It is useful to look again at the theology of ‘satisfaction’, or ‘redemption’, that lies behind this
atonement mentality. Nicolas' article is an attempt at a critical review of some of the more significant
historical theologies of redemption, and at a balanced case for the retention of one of them. I believe it
represents as good an updated case for an intelligent version of 'satisfaction theory' and 'redemption
theology' as can be made. If we follow his argument, we learn much about the present state of the
question, and erect a launching pad for further developments, and for a serious critique. I use it for this
discussion, since the formation in systematic theology of many, if not most of the intended readership
is in the kind of Thomist theology that Nicolas expounds. I must say at the outset, that though I was
myself formed in this theology and appreciate its inner coherence, I have been forced by biblical data,
and pastoral considerations, to criticise it severely (as I shall do later). I find the entire reflection on
redemption today a classic example of how scriptural data must exercise a liberating, critical and
constructive function in regard to centuries-old theological persuasions which are not well founded in
scripture. But first, let us hear it, somewhat amply, on its own terms.
His position is – in a much more developed presentation – equivalent to that described by Clarke
when the latter writes :
According to christianity, Jesus really died on the cross to atone for human sins, to teach us both the depth
of evil in serious sin and the even greater depth of divine love as willing to forgive us and restore us to an
even higher union with God. He rose from the dead in a real but glorified body to carry out effectively this
restoration of us to an even closer union with God than we had before our sins. (p.84)
Nicolas commences with the position of the scriptures : Christ died for our sins (I Cor 15,3), and
gave his life for us (I Jn 3,16). He takes it as incontestable that Christ has freed man from the slavery of
sin. He notes that the preferred language to speak of this in the new testament, and especially in St.Paul,
is 'redemption'. He takes 'redemption' to mean – in one way or another – 'ransom' – that is, the paying of
a price to someone.
...
He then reviews three unacceptable interpretations of this image or metaphor : first, the 'rights of
the devil' – illustrious names from the Fathers of the Church can be found here, but they always had their
opponents – the position cannot be called 'traditional' in the true sense; secondly, the 'rights of God' –
St.Anselm is the origin of this, and it has been widespread since – Anselm has dominated almost a
millenium of theology in these matters; and thirdly, 'penal substitution' – this idea can be found
sporadically in the ancient tradition, but was articulated strongly by the sixteenth century Reformers, and
then in some Catholic circles, especially in France (e.g. Bossuet).

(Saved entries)
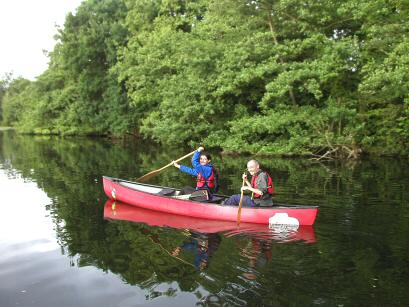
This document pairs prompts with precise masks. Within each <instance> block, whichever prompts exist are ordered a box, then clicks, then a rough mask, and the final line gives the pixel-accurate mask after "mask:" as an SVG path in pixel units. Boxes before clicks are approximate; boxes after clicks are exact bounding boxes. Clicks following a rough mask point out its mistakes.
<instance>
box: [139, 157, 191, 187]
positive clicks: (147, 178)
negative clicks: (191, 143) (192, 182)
mask: <svg viewBox="0 0 409 307" xmlns="http://www.w3.org/2000/svg"><path fill="white" fill-rule="evenodd" d="M195 151H196V150H195ZM195 151H192V152H191V153H188V154H187V155H185V156H183V157H181V158H179V159H177V160H175V162H179V161H182V160H183V159H186V158H187V157H190V156H193V154H194V153H195ZM172 165H173V161H172V162H170V163H169V164H166V165H165V166H164V167H161V168H160V169H157V170H154V171H152V172H149V173H147V174H145V175H143V176H142V177H139V178H138V179H136V181H138V182H145V181H148V180H149V179H151V178H152V177H154V176H156V175H157V174H159V173H160V172H161V171H163V170H164V169H165V168H168V167H169V166H172Z"/></svg>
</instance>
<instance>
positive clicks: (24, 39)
mask: <svg viewBox="0 0 409 307" xmlns="http://www.w3.org/2000/svg"><path fill="white" fill-rule="evenodd" d="M81 2H82V0H0V79H2V77H3V76H4V74H5V73H8V72H12V73H13V77H14V78H16V77H19V76H21V77H24V78H26V79H30V80H35V77H37V76H39V75H41V74H42V73H43V72H44V71H45V70H46V69H47V66H48V57H47V56H46V55H44V53H43V50H47V51H52V50H53V48H54V44H55V40H54V38H53V37H54V35H55V34H56V33H57V29H56V25H59V26H61V27H63V26H64V20H65V16H66V15H67V14H68V13H69V12H73V13H75V10H76V8H77V7H78V6H79V5H80V4H81Z"/></svg>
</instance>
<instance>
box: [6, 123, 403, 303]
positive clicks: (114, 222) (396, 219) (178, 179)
mask: <svg viewBox="0 0 409 307" xmlns="http://www.w3.org/2000/svg"><path fill="white" fill-rule="evenodd" d="M191 150H192V149H191V148H186V149H176V150H173V151H169V150H164V149H161V148H158V147H153V146H151V145H149V144H146V143H135V142H131V141H113V142H111V141H106V140H89V139H78V138H76V139H61V138H46V137H32V136H19V135H15V134H14V133H13V132H12V131H3V132H0V195H1V199H0V210H1V215H0V306H195V305H197V306H291V305H293V306H314V305H322V306H403V305H408V300H409V294H408V291H407V289H408V288H409V240H408V239H407V236H408V232H409V193H408V192H409V171H408V170H409V163H408V159H397V158H393V159H387V158H372V159H369V158H366V159H364V160H362V161H358V162H349V163H335V162H331V163H316V162H312V161H309V160H306V159H292V160H282V159H275V158H274V159H272V158H262V159H260V160H261V163H262V165H263V166H264V167H266V168H267V169H269V170H270V172H271V174H272V176H273V179H274V182H275V185H276V190H277V196H276V198H275V199H276V201H278V202H286V203H291V204H314V205H319V206H320V211H319V215H318V218H317V220H316V223H315V225H314V227H300V228H299V229H298V230H291V229H290V230H281V231H274V230H268V229H260V228H258V229H247V230H243V229H232V228H231V227H230V228H228V229H227V228H224V229H218V228H217V227H218V226H220V225H214V224H212V223H211V222H209V223H205V224H204V225H203V224H200V221H199V222H198V221H190V222H189V220H188V221H186V220H178V219H174V218H172V219H171V217H169V218H168V217H167V216H157V215H156V216H155V214H152V213H151V212H143V211H137V212H131V213H129V212H128V211H127V210H129V208H128V207H127V206H126V205H123V204H117V205H116V206H114V207H113V206H112V204H111V203H107V197H106V196H105V195H104V193H103V190H102V182H101V177H102V175H109V176H113V177H119V178H124V179H130V180H132V179H134V178H136V177H138V176H140V175H143V174H145V173H147V172H149V171H151V170H154V169H158V168H160V167H161V166H163V165H165V164H167V163H169V161H171V160H173V159H176V158H178V157H181V156H183V155H184V154H186V153H187V152H190V151H191ZM247 159H248V157H244V156H243V157H226V156H220V155H217V154H216V153H215V154H214V157H213V161H214V162H215V164H216V165H217V166H218V168H219V169H220V171H221V177H222V178H223V185H222V190H221V192H222V193H224V194H231V193H236V192H237V191H238V190H239V187H240V185H241V176H240V174H241V172H242V170H243V168H244V166H245V163H246V160H247ZM188 162H189V161H187V162H186V163H188ZM152 183H154V184H161V185H166V186H176V187H182V186H185V185H192V184H193V181H192V179H191V178H189V176H187V175H184V174H181V173H179V172H178V171H177V170H176V169H174V168H169V169H167V170H166V171H163V172H162V173H161V174H160V175H158V176H156V177H155V178H154V179H153V180H152ZM104 207H105V214H104ZM125 213H127V214H128V215H126V214H125ZM161 218H162V219H163V218H166V219H169V220H172V223H169V226H172V227H158V226H153V225H154V224H155V222H156V223H159V221H160V220H161ZM132 220H133V221H132ZM147 223H148V224H149V225H148V224H147ZM186 223H187V224H186ZM189 223H191V227H186V225H189ZM200 225H201V226H200ZM199 226H200V227H201V228H200V231H198V230H197V228H198V227H199Z"/></svg>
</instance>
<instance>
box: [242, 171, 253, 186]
mask: <svg viewBox="0 0 409 307" xmlns="http://www.w3.org/2000/svg"><path fill="white" fill-rule="evenodd" d="M241 177H242V178H243V182H244V183H245V184H247V186H249V187H251V183H250V182H249V181H248V180H247V173H246V172H244V173H243V175H242V176H241Z"/></svg>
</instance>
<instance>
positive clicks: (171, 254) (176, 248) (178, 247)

> [REQUIRED WORK]
[a] Extract the words of the passage on redemption theology starting with "Nicolas commences with" and going on through "price to someone.".
[b] In one to three sentences, explain why the writer of the passage on redemption theology chooses Nicolas' article for this discussion.
Work only from the passage on redemption theology.

> [ANSWERS BELOW]
[a]
Nicolas commences with the position of the scriptures : Christ died for our sins (I Cor 15,3), and
gave his life for us (I Jn 3,16). He takes it as incontestable that Christ has freed man from the slavery of
sin. He notes that the preferred language to speak of this in the new testament, and especially in St.Paul,
is 'redemption'. He takes 'redemption' to mean – in one way or another – 'ransom' – that is, the paying of
a price to someone.

[b] The writer uses Nicolas' article because the formation in systematic theology of many, if not most, of the intended readership is in the kind of Thomist theology that Nicolas expounds.